* [EXERCISE AIM] Extract exactly the range of lines bounded by the line containing "the white net" and the final line of the listing, both ends included, and no other lines.
▬▬▬▬▬▬▬▬▬▬
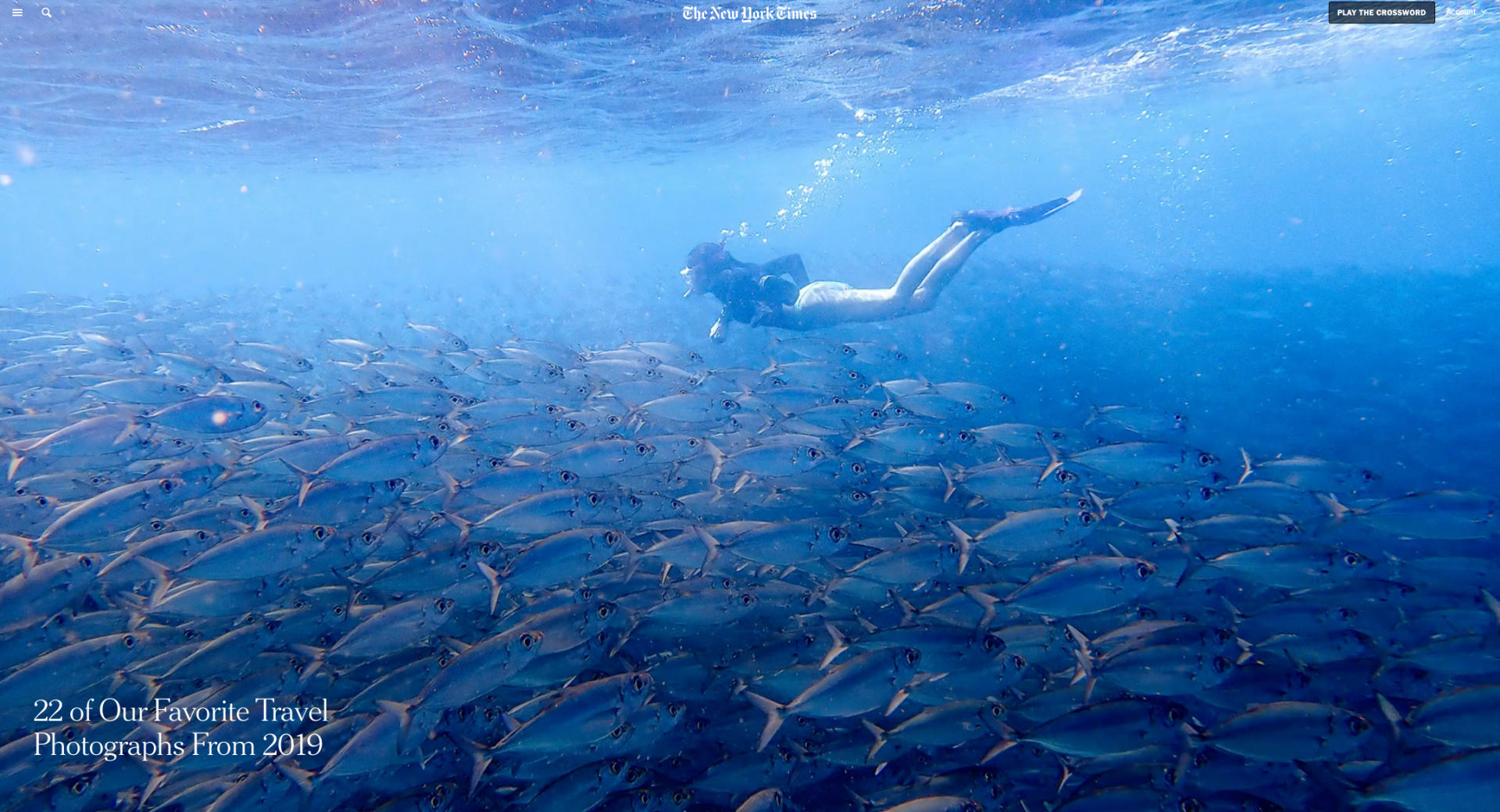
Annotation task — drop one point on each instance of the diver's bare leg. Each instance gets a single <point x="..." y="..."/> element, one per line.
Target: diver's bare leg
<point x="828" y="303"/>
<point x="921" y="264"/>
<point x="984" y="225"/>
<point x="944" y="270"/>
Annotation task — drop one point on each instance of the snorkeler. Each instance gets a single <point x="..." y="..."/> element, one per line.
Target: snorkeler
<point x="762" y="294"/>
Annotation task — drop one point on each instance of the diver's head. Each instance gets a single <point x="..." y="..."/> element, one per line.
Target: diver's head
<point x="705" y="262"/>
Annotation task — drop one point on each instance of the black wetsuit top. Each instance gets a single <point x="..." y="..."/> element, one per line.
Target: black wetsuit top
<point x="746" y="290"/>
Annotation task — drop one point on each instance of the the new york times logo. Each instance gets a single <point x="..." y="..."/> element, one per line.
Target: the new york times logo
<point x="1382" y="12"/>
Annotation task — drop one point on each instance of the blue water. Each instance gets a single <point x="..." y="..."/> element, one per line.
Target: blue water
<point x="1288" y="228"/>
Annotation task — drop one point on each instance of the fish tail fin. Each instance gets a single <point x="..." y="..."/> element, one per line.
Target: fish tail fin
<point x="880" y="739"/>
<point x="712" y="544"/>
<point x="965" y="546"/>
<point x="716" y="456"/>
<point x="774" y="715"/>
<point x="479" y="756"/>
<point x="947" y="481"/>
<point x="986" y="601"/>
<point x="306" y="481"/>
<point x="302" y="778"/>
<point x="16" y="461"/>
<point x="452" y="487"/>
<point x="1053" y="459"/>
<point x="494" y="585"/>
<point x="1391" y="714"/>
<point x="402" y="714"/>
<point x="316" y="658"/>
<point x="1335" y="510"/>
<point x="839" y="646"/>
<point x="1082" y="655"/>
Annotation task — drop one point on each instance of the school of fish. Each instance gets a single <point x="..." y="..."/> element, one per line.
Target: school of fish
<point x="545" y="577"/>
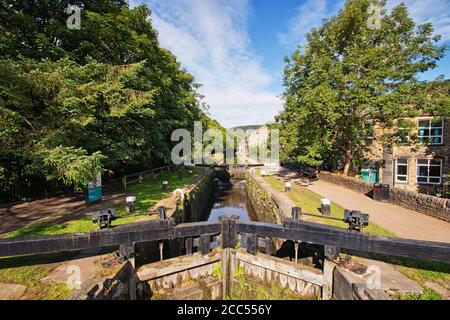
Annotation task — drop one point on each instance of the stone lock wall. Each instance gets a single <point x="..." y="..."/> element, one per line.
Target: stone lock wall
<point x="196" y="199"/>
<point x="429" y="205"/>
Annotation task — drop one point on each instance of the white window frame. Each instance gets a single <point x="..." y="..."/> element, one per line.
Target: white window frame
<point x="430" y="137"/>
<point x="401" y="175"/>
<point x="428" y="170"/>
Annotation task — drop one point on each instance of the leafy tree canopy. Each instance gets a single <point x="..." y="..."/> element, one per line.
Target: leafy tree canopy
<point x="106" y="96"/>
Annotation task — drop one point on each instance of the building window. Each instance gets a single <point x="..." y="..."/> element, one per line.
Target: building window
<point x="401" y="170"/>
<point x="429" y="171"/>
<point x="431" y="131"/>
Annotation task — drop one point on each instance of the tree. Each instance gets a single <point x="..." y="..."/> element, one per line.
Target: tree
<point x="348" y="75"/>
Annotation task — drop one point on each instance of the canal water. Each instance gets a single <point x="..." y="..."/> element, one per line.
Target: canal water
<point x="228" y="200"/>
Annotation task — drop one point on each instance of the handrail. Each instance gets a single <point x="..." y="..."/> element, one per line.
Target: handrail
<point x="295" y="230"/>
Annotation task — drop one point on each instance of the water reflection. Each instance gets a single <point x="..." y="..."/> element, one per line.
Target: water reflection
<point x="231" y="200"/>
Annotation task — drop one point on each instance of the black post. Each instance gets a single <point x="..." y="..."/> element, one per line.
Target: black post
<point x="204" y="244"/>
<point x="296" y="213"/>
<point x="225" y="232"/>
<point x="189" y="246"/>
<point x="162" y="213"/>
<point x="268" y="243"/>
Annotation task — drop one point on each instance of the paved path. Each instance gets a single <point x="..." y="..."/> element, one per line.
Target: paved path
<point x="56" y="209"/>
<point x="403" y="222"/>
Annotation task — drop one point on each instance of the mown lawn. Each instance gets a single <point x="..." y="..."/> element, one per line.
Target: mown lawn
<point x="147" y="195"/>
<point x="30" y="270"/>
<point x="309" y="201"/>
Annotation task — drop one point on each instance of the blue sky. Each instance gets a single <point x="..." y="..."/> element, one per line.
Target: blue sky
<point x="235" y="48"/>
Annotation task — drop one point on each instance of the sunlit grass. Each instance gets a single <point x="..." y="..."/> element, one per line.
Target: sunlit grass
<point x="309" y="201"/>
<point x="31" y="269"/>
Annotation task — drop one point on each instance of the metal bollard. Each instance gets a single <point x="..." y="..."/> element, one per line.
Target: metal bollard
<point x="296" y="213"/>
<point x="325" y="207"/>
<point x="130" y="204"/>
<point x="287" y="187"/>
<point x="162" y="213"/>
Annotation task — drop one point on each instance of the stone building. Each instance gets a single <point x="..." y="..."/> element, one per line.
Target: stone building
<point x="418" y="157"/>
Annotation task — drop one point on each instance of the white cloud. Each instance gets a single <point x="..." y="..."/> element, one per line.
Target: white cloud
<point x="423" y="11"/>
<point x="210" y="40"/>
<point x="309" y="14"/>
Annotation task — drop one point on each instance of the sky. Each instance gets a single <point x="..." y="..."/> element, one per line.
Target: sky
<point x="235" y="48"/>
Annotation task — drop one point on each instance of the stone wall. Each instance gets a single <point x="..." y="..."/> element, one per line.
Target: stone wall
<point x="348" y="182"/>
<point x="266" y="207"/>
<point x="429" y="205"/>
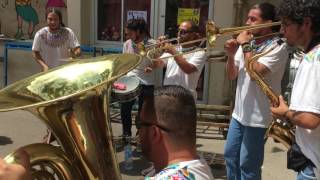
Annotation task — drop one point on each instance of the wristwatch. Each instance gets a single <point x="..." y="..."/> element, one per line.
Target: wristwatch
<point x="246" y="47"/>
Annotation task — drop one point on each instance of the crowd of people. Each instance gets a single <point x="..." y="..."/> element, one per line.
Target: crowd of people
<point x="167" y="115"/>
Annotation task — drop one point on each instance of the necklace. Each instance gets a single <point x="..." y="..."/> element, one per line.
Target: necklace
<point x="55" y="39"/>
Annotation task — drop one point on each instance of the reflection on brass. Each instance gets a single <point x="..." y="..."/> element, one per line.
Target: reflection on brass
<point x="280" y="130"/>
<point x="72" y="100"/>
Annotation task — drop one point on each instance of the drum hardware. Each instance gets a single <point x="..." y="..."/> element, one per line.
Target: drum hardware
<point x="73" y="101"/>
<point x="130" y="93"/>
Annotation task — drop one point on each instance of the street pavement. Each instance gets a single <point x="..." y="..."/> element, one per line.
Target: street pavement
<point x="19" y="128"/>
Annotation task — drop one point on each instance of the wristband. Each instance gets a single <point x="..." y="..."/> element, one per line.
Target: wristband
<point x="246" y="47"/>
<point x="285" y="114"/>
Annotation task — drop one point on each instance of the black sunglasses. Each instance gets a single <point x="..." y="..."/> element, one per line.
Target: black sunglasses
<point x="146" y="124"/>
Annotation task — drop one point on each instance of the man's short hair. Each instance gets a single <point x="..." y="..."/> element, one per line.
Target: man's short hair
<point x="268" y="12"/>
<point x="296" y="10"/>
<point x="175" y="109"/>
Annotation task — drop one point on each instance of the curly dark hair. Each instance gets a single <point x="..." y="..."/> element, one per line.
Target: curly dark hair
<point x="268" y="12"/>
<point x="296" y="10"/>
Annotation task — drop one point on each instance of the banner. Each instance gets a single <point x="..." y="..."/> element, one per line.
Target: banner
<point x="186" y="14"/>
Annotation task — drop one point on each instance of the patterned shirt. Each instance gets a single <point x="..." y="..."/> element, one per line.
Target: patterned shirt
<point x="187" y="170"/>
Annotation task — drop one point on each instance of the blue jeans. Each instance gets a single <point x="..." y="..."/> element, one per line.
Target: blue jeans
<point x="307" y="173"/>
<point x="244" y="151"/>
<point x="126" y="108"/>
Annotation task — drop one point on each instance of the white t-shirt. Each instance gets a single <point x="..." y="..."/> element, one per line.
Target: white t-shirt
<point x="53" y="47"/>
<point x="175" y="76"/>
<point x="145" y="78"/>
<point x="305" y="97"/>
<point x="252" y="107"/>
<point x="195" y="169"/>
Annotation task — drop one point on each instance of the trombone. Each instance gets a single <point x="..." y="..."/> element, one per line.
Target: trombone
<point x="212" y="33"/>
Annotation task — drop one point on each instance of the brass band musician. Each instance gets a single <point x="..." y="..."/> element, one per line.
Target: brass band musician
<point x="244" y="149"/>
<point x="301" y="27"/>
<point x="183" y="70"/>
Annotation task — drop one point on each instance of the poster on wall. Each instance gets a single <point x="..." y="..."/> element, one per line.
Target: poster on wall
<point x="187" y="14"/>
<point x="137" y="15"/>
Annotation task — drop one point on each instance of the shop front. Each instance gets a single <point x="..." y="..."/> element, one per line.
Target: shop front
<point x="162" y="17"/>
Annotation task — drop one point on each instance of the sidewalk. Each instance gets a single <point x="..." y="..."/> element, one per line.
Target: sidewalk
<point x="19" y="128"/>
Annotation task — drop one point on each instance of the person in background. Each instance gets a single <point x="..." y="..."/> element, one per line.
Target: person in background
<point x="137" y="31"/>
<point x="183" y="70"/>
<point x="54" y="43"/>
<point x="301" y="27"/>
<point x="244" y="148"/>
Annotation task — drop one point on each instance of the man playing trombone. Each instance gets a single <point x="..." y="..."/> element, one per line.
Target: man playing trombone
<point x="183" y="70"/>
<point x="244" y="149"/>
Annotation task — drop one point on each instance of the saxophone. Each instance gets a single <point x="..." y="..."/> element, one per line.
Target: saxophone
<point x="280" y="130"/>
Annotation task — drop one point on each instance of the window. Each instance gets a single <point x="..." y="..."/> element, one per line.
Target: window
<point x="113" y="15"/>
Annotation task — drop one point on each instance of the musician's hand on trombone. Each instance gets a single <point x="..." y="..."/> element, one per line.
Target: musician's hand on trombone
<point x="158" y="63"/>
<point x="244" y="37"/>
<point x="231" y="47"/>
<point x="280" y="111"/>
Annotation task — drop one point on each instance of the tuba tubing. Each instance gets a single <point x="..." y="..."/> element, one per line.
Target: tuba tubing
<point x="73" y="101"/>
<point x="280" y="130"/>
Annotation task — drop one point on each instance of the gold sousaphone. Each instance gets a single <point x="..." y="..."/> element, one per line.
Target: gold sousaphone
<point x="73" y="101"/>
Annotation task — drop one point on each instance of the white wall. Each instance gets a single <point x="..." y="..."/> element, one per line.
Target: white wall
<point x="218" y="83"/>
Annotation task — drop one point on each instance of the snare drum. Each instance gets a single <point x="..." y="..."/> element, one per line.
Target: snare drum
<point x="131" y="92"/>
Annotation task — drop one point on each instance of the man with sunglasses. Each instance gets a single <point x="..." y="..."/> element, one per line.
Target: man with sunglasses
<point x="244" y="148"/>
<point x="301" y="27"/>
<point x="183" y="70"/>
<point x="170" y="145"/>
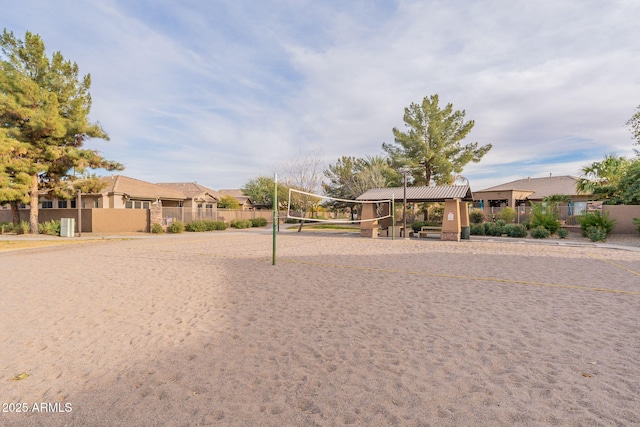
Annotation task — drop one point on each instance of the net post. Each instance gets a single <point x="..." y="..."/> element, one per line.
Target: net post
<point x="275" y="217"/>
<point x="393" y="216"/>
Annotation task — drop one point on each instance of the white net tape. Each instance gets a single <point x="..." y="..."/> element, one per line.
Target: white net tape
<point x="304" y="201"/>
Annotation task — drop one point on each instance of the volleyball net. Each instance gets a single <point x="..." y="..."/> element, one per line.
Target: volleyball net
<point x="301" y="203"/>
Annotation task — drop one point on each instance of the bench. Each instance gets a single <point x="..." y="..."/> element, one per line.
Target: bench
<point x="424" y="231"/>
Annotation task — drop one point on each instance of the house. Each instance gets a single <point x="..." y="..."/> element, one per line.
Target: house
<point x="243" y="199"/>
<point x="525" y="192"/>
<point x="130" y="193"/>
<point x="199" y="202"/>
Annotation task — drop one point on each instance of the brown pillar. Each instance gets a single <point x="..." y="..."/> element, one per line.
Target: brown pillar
▬▬▬▬▬▬▬▬▬▬
* [RESPONSE BELOW]
Annotation task — drop one point on each instance of the white net tape. Each instance gets a single <point x="..." y="..."/> element, one per line.
Target: white net tape
<point x="304" y="201"/>
Annotation task — drop one point on each instance of the volleyball net. Each instance gets a single <point x="..." y="..."/> element, one per line.
Target: volleyball net
<point x="301" y="203"/>
Annotation task — drop one point on each instance of the bench. Each instance gets a single <point x="..." y="..."/> element, one per line.
Target: bench
<point x="424" y="231"/>
Annotation task — drop one point on each instance of the house. Each instance gets a single <point x="..." y="..."/> element, one per line.
Target: house
<point x="243" y="199"/>
<point x="525" y="192"/>
<point x="130" y="193"/>
<point x="199" y="202"/>
Annotation task — drop one point on each instance of the brown pillar. Each instance gets a single <point x="..." y="..."/> element, one per line.
Target: brown pillar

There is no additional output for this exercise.